__Location labeling data__
......

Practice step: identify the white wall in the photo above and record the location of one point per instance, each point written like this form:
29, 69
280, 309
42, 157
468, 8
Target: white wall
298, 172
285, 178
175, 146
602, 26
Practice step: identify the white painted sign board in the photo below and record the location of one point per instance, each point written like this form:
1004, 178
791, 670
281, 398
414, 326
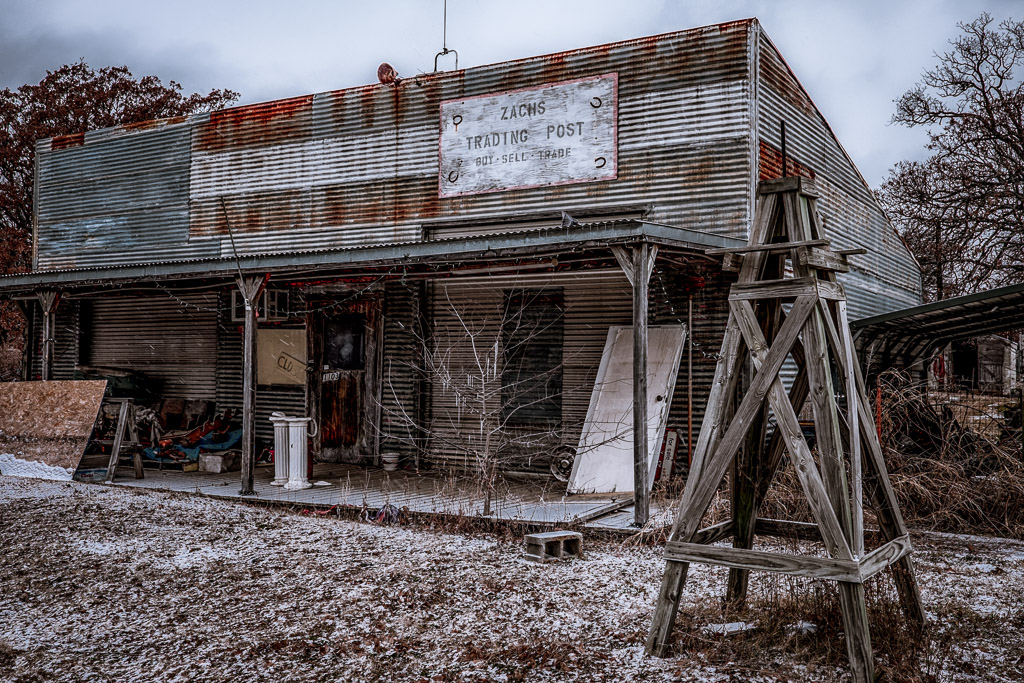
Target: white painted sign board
554, 134
604, 459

......

Reproduce verbatim the data starting at the line containing "Practice step: identify the white painted" and ending at the last line of the data, both ends included. Leave the pictures out of your answer.

__SOLUTION__
Practice step: identify the white painted sign board in the photo below and record the location of one point per instance, each point written like this form:
1004, 178
791, 670
281, 398
414, 326
Target: white painted sign board
554, 134
604, 459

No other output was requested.